• Selected text:
-- Opening Marker --

Barbra Streisand is facing backlash online from Michael Jackson fans after she made controversial claims about the two men accusing the King of Pop of sexually abusing them as children.
Streisand told The Times in the UK that she thought Australian Wade Robson and American man James Safechuck "were thrilled to be there" at Jackson's ranch.
The award-winning singer and actress said that what allegedly happened to them "didn't kill them" either.
Streisand, 76, who only met Jackson a few times when he was alive, also went on to say that Jackson's "sexual needs were his sexual needs."
On the occasions she met him, Streisand recalled to The Times that he was "very sweet, very childlike".
She said she "absolutely" believes the abuse allegations made by Robson and Safechuck.
"His sexual needs were his sexual needs, coming from whatever childhood he has or whatever DNA he has," Streisand told The Times.
"You can say 'molested,' but those children, as you heard say [grown-up Robson and Safechuck], they were thrilled to be there. They both married and they both have children, so it didn't kill them."
"I feel bad for him. I blame, I guess, the parents, who would allow their children to sleep with him. Why would Michael need these little children dressed like him and in the shoes and the dancing and the hats?"
Dan Reed, the director of the Leaving Neverland documentary that recently aired across the world, reacted to her comments on Twitter by saying: "'It didn't kill them" @BarbraStreisand did you really say that?!.'"
Fans were quick to post their reactions on social media to what she said.
Reed also hit out at Jackson fans this week for the "vile and absurd" attacks on the two men who say the singer abused them for years.
He said a vocal minority of fans were leading a campaign against the two-part HBO film, which has broken streaming records and which the Jackson estate is suing for $US100 million (88 million euros).
Robson and Safechuck have been assailed on social media for telling Reed in the film how Jackson groomed them and their families before the boys were sexually abused at his Neverland Ranch in California.
Last week, fan groups said they were bringing a case against the men in the French courts for "sullying" Jackson's memory.
Reed said the first reaction of Jackson's defenders had always been to attack his victims since questions were first raised about the star in 1993.
"To prosecute men you have the courage to say they were raped as children by this powerful godlike individual, to make them into the scapegoats is beyond absurd and quite vile," the director told AFP.
He said child sex abuse victims were often treated like heretics.
"It is a kind of blasphemy when you accuse somebody who is a pillar of the community of such a grotesquely horrific act, so bad in fact that people do not want to hold that image in their heads.
"That's what generates this rage against the victims. It's heretical. Not only is your godhead human but he does this appalling thing to children," Reed said in Paris, where the film will be aired on French television this week.

-- Closing Marker --

• Tasks to carry out:
**A.** Output the part of the Streisand article that begins at the words "Last week, fan" and stops after the words "in their heads.".
**B.** Translate this sentence from the Streisand article into French: "He said child sex abuse victims were often treated like heretics."
**C.** According to the Streisand article, in which country's courts did fan groups say they were bringing a case against Robson and Safechuck?
The material after this point is separate from the Streisand article.

• Data:
-- Opening Marker --

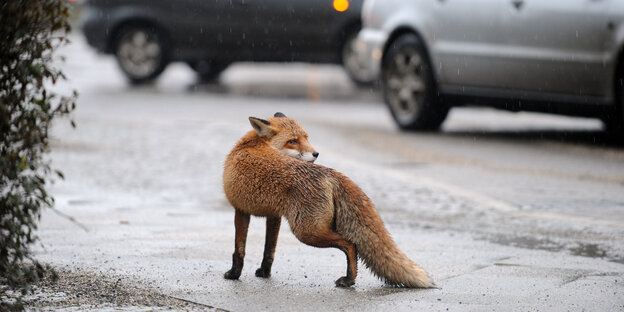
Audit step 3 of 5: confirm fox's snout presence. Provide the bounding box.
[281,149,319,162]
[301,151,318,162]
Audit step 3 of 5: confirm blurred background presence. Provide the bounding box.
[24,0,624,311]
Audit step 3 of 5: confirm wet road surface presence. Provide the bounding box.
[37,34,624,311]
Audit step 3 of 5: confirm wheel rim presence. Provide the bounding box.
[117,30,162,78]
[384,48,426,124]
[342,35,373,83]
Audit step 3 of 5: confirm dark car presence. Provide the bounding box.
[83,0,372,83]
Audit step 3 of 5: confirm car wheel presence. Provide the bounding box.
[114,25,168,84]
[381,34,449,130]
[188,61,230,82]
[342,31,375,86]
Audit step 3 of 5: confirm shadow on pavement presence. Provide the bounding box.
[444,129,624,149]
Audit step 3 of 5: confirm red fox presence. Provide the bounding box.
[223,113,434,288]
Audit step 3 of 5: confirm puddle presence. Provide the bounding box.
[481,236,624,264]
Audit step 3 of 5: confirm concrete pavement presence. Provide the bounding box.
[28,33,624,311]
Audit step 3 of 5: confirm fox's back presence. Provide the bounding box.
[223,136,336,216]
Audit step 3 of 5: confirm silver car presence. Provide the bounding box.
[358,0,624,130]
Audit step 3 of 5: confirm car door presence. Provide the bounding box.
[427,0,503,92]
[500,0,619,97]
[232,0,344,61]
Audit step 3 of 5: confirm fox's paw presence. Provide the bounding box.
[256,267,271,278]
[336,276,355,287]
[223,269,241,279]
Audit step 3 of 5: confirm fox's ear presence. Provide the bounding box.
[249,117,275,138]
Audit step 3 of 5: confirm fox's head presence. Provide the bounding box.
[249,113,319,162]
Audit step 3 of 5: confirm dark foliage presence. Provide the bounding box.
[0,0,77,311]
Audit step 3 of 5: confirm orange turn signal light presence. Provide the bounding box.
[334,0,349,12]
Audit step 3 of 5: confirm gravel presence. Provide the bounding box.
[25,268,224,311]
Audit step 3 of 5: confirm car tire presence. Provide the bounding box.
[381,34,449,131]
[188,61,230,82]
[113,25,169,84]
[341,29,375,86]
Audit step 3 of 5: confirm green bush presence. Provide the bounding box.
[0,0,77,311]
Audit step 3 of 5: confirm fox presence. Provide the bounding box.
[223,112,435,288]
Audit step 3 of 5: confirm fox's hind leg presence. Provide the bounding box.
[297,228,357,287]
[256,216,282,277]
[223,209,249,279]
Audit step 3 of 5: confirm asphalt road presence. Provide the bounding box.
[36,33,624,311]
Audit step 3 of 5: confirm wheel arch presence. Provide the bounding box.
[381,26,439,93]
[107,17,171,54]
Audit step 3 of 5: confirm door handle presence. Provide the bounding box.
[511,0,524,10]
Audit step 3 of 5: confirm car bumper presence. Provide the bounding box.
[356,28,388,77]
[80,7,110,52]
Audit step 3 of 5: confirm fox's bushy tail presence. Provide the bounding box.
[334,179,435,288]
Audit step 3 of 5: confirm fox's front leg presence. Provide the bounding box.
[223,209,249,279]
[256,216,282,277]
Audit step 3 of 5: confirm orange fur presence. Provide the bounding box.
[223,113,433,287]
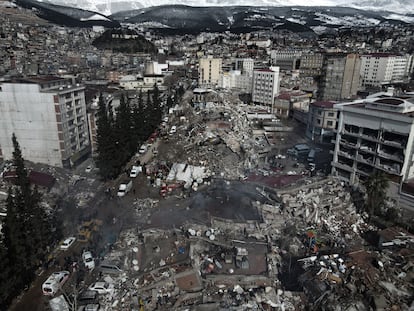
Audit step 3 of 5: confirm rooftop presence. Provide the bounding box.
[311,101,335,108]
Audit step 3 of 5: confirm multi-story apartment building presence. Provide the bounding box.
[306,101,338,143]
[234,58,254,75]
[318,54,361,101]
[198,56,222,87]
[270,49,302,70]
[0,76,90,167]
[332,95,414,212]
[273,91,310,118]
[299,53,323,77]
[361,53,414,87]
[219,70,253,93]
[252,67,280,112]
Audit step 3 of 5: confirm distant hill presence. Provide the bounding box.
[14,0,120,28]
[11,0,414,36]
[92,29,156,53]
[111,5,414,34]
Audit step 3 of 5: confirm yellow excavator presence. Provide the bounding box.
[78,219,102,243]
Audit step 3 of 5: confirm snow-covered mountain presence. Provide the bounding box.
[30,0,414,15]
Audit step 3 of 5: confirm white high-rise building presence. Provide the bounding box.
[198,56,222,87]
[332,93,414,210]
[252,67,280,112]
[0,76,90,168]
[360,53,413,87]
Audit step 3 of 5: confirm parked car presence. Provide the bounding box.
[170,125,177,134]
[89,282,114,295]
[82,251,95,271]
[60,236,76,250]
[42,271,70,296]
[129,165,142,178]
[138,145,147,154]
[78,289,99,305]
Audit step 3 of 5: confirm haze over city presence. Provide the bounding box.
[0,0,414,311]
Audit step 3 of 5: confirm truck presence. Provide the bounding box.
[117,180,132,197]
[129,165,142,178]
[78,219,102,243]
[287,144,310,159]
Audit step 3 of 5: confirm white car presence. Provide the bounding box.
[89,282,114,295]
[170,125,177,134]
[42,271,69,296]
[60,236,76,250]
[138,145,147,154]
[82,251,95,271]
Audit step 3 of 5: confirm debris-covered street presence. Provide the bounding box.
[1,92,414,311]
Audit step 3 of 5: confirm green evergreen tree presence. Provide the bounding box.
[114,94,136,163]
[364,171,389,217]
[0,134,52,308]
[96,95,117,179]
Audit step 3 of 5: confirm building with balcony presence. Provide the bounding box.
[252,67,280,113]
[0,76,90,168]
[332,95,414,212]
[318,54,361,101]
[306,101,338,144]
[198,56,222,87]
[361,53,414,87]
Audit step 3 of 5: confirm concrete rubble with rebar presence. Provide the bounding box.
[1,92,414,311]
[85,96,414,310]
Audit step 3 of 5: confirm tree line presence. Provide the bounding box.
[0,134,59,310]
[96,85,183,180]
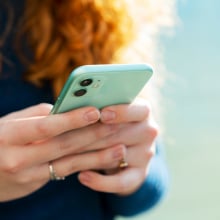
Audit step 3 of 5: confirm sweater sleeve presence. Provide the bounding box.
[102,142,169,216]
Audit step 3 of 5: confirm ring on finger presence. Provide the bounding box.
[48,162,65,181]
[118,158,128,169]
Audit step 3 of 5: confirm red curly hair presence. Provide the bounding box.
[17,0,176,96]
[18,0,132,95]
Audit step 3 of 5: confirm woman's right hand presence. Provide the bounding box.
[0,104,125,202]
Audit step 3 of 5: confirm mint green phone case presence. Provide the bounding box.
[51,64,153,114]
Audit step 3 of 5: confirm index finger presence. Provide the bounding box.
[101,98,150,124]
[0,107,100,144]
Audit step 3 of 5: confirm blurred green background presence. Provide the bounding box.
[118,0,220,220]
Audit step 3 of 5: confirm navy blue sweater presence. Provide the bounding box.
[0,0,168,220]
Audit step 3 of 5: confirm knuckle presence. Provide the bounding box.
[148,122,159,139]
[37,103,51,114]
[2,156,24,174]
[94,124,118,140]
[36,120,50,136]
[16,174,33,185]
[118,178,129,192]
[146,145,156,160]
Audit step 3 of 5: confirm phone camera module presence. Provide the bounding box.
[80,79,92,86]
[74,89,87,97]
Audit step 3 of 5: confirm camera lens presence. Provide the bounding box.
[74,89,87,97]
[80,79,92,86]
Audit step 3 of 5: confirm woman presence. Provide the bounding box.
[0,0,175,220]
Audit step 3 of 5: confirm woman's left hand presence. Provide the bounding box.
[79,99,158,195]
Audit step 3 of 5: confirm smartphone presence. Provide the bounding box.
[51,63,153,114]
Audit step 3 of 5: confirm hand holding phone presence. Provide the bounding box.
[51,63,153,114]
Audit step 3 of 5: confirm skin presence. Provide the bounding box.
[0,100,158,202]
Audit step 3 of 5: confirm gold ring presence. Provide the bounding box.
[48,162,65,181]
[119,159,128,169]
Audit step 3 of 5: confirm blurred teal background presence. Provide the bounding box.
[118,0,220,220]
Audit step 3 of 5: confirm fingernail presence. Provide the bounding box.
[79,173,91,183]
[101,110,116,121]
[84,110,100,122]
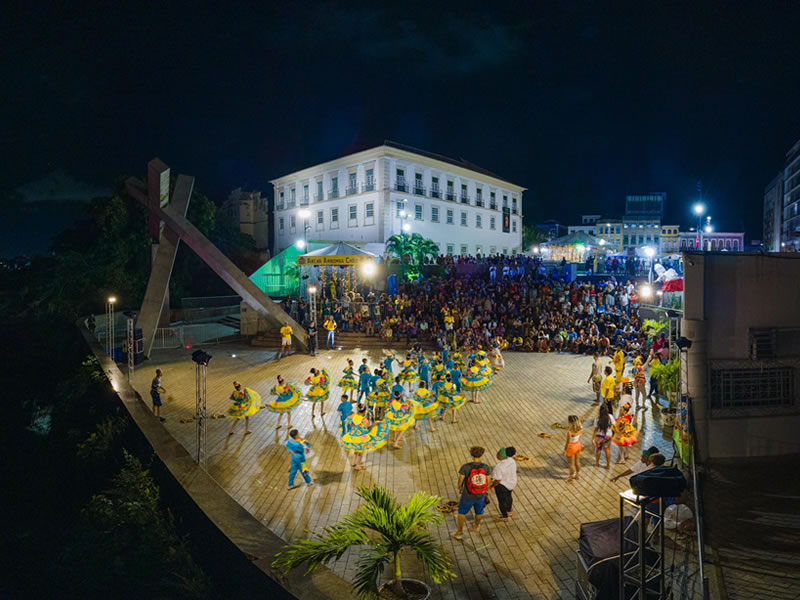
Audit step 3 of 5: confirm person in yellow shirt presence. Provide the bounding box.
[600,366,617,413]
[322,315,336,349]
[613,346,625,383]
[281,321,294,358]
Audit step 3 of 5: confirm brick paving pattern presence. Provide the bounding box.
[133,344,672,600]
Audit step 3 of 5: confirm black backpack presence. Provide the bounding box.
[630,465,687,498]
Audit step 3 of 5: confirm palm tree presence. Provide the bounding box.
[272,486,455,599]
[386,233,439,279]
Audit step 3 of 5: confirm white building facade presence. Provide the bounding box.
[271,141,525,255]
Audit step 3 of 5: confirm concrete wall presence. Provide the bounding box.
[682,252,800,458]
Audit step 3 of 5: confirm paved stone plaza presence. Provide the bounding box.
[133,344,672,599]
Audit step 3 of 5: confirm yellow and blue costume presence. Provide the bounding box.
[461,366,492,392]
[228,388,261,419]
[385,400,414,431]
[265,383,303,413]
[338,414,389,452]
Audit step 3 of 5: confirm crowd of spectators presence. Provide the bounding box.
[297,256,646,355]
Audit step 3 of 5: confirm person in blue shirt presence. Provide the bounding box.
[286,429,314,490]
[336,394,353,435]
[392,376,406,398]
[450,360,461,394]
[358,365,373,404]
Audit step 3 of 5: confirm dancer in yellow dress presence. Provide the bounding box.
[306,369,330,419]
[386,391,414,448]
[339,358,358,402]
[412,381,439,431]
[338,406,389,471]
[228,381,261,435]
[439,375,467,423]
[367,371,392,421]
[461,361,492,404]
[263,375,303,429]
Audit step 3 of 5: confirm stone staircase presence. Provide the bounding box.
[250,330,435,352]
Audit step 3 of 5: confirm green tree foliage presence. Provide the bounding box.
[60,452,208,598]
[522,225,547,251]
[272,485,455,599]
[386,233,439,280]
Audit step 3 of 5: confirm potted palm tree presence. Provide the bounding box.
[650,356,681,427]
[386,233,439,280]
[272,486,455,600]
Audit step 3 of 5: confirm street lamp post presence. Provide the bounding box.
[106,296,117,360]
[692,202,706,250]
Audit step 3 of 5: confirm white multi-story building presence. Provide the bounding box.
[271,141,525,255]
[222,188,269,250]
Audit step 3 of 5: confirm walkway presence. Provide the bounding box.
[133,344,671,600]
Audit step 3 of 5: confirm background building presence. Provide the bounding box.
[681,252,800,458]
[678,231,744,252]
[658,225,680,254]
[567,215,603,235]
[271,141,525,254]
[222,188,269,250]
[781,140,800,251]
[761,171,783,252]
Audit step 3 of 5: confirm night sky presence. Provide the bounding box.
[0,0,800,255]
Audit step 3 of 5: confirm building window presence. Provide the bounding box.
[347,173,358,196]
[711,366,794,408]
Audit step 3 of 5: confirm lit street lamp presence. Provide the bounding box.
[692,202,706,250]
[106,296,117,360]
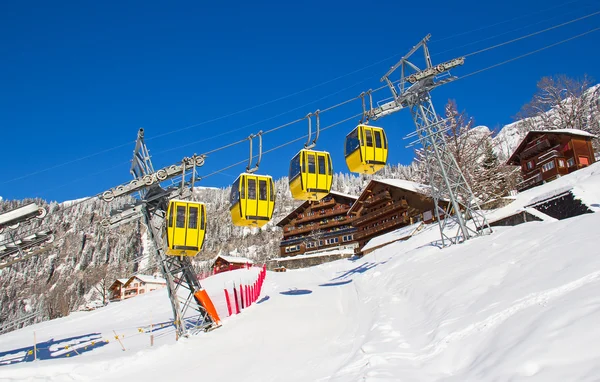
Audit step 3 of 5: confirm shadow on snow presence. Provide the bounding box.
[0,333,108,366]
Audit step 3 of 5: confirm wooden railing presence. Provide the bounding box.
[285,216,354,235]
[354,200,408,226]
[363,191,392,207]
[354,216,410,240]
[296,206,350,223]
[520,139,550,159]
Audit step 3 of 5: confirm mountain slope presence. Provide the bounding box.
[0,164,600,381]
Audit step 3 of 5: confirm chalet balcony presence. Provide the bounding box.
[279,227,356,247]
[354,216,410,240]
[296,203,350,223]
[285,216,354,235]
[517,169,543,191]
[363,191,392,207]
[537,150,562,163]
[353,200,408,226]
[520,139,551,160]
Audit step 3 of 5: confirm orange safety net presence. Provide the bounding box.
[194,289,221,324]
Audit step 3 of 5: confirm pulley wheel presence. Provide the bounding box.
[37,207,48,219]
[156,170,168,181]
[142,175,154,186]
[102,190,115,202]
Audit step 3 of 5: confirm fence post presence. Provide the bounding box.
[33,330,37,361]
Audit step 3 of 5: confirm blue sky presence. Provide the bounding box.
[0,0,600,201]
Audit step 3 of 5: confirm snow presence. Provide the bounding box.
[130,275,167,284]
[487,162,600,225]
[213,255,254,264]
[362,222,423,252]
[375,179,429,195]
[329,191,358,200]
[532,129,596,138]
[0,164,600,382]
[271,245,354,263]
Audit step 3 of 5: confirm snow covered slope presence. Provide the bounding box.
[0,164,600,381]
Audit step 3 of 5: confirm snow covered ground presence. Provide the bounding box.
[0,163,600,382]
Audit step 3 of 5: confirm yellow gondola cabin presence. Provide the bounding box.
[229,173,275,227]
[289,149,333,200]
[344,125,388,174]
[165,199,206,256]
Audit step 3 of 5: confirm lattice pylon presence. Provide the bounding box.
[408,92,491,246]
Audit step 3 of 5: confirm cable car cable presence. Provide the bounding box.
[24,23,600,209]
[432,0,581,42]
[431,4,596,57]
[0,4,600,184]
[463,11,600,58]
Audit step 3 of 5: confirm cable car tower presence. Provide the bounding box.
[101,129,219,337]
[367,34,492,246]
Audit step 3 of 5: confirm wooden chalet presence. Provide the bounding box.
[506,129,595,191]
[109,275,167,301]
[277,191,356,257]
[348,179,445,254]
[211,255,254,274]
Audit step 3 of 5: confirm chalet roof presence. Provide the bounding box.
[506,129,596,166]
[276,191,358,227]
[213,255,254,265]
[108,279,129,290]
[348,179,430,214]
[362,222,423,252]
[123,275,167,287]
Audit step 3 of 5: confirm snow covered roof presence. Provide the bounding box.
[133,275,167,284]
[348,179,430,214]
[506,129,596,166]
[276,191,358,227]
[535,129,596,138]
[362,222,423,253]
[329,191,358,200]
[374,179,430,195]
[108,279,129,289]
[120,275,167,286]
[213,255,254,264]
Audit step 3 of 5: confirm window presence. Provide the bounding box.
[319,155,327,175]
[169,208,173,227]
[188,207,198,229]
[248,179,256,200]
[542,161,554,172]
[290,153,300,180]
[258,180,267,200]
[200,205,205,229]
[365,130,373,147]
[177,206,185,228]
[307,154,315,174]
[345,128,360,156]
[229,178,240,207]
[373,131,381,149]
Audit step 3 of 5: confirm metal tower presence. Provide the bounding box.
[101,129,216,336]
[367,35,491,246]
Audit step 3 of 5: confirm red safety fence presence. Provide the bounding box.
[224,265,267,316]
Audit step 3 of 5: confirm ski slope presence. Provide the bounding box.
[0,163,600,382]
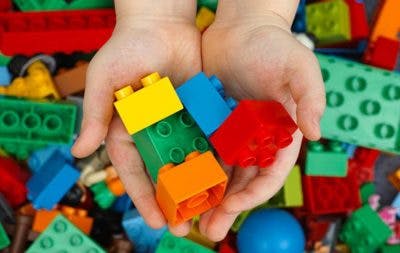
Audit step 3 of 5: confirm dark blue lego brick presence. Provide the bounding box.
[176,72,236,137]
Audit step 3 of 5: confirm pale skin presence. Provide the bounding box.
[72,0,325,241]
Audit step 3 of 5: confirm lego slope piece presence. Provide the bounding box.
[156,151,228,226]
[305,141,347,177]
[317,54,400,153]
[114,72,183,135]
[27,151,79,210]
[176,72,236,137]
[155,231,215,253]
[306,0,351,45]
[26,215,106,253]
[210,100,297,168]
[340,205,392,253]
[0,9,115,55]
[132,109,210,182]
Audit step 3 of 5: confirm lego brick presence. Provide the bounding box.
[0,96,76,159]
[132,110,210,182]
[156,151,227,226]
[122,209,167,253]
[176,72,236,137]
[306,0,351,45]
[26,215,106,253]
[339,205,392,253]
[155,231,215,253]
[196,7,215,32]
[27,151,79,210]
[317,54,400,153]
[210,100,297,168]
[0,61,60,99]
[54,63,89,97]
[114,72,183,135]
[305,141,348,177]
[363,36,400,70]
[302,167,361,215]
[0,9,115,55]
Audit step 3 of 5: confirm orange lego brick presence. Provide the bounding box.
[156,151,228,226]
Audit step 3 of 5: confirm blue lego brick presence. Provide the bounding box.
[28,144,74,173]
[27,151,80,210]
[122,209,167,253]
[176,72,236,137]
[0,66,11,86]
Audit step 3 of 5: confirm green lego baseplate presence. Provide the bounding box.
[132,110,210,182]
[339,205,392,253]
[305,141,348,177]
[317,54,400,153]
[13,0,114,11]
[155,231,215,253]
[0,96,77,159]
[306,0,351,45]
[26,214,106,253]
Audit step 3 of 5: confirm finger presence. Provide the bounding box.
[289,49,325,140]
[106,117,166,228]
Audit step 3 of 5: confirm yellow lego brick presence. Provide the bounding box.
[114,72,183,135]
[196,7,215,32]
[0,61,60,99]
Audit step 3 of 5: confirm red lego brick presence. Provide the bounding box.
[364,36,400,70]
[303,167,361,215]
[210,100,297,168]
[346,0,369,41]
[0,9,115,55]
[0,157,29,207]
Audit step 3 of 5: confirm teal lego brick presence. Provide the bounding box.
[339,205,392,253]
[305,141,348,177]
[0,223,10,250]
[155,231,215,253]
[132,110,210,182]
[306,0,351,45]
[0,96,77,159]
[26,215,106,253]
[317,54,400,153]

-- Closing Marker --

• Answers by item number:
**A.**
Last week, fan groups said they were bringing a case against the men in the French courts for "sullying" Jackson's memory.
Reed said the first reaction of Jackson's defenders had always been to attack his victims since questions were first raised about the star in 1993.
"To prosecute men you have the courage to say they were raped as children by this powerful godlike individual, to make them into the scapegoats is beyond absurd and quite vile," the director told AFP.
He said child sex abuse victims were often treated like heretics.
"It is a kind of blasphemy when you accuse somebody who is a pillar of the community of such a grotesquely horrific act, so bad in fact that people do not want to hold that image in their heads.

**B.** Il a déclaré que les victimes d'abus sexuels sur enfants étaient souvent traitées comme des hérétiques.

**C.** France.